## Passage to read

[Start of Attachment]

Heart Health

A Protein That Could Help with Heart Vitality

Levels of a protein called vinculin increase with age to change the performance of heart muscle cells, helping to maintain heart vitality over decades, according to researchers.

The investigation was conducted in fruit flies, rats and monkeys by scientists at Johns Hopkins, UC San Diego, and other institutions.

“The heart is an amazingly resilient organ but one that generally doesn’t regenerate, and its ability to pump invariably declines with age,” says Anthony Cammarato, Ph.D., co-principal investigator on the study and an assistant professor of medicine and physiology at the Johns Hopkins University School of Medicine. “Our findings reveal that vinculin fuels beneficial structural and physiologic changes in aging heart cells, and it can be an important therapeutic target to slow down the heart muscle’s inevitable demise.”

[End of Attachment]

## To do
1 - In the heart health passage, which organisms were used in the investigation of vinculin?
2 - Extend the heart health passage with the next few sentences, starting after the quote from Anthony Cammarato.

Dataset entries
[Start of Attachment]

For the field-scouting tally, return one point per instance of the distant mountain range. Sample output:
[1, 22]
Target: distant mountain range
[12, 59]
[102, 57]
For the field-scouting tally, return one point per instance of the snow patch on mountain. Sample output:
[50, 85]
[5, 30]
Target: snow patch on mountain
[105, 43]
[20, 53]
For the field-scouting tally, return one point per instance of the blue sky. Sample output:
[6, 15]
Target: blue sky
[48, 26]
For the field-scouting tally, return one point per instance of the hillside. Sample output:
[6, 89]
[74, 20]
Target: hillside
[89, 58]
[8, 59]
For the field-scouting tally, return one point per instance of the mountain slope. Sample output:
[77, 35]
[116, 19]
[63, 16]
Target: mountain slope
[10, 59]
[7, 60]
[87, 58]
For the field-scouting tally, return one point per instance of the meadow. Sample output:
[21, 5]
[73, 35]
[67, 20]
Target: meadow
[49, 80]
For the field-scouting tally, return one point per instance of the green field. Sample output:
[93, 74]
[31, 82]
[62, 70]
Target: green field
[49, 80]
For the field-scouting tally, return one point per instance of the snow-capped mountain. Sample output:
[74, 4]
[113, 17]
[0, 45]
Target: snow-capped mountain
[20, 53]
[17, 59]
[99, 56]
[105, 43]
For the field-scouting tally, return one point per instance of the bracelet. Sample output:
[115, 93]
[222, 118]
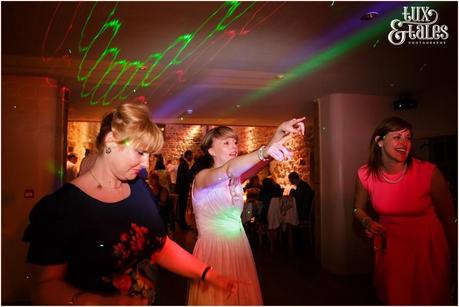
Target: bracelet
[366, 221]
[203, 275]
[74, 298]
[260, 153]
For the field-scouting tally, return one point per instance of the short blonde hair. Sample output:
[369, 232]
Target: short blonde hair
[217, 133]
[130, 124]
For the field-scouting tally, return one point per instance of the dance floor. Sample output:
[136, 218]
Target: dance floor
[286, 278]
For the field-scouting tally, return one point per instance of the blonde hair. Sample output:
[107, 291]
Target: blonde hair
[131, 125]
[208, 140]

[End of Attachment]

## Results
1 - Fruit flies, rats and monkeys.

2 -
The new findings could help lead to treatments that extend the lives of patients afflicted by heart failure, largely a disease of aging marked by heart enlargement and weak pumping.

Results of the federally funded research were published in the journal Science Translational Medicine.

“We wanted to know if vinculin was a rogue player or more of an innocent bystander in the development of heart disease and age-related heart failure,” Cammarato says. “Turns out, vinculin is a good guy, the body’s way of slowing down the decline of one of its most vital organs as it grows old.”